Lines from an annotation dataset
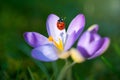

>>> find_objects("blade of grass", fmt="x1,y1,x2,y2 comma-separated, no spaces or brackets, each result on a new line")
18,43,50,80
27,67,35,80
101,56,114,70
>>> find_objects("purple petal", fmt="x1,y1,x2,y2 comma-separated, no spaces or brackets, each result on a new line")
46,14,66,41
88,24,99,33
64,27,84,51
77,46,90,59
67,14,85,34
24,32,49,47
89,37,110,59
64,32,75,51
32,44,58,62
77,31,91,47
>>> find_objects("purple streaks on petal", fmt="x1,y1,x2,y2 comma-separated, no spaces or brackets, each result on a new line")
77,46,90,58
77,31,91,47
32,44,58,62
24,32,49,47
88,24,99,33
64,32,75,51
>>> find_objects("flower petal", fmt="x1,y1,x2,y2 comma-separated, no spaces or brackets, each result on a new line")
64,32,75,51
32,44,58,62
67,14,85,34
77,31,91,47
24,32,49,47
70,48,85,63
64,30,84,51
88,24,99,33
46,14,66,42
89,37,110,59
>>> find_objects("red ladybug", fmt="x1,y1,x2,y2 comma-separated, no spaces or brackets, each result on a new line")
57,18,65,30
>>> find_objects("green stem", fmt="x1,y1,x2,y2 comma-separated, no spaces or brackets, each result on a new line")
57,62,75,80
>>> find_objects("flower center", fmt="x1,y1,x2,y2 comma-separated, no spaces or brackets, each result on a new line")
48,36,64,51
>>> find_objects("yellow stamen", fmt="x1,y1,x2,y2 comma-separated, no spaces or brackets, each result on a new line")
48,36,64,51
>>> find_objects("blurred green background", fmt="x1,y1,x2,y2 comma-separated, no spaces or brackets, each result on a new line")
0,0,120,80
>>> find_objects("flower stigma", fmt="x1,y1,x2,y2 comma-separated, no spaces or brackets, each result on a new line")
48,36,64,51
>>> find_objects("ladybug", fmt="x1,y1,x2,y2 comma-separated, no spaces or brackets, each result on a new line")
57,18,65,30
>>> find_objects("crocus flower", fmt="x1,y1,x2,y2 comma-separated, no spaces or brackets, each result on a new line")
70,24,110,63
24,14,85,62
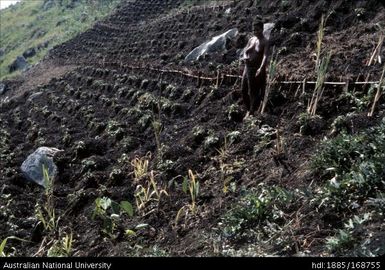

GIVEN TASK:
Show every line above that contains the string "comma", matching case.

EXERCISE ANSWER:
>>> find_objects("blade of grass", fmt="x1,y1,x2,y2 comma-separated, no spaces or brackets, each result on a new line")
>>> find_objects("purple petal", fmt="x1,y1,x2,y2 comma-separated, no spaces or brackets, each result on a new line")
>>> find_objects("purple streaks on petal", fmt="x1,y1,x2,y2 comma-separated, no spaces or brackets, each result on a new line")
>>> find_objects("flower petal", fmt="x1,y1,x2,y2 comma-separated, no spaces or brackets, each result on a new line")
>>> find_objects("red ladybug", fmt="x1,y1,x2,y2 comma-separated, no spaces or brackets, each result on a new line")
>>> find_objects("green stem", fmt="x1,y1,x2,y2 comma-separated, no spaces or brackets, each result on a new line")
>>> find_objects("flower center", fmt="x1,y1,x2,y2 comma-separated, no spaces or brackets, each result on a new line")
>>> find_objects("yellow stamen", fmt="x1,y1,x2,y2 comma-separated, no spaces or brackets, each result on a new line")
>>> find_objects("blurred green background", fmt="x1,y1,x2,y2 comma-separated, no spaces or brackets, each result on a new line")
>>> find_objects("flower stigma", fmt="x1,y1,x2,y2 comma-separated, no spaces or brackets, each result on a new line")
>>> find_objects("ladybug", fmt="x1,y1,x2,y2 comma-separated, no spaces or brackets, each result on a new line")
>>> find_objects("crocus flower", fmt="x1,y1,x2,y2 comma-separated, no spaces or brackets, each result on a new line")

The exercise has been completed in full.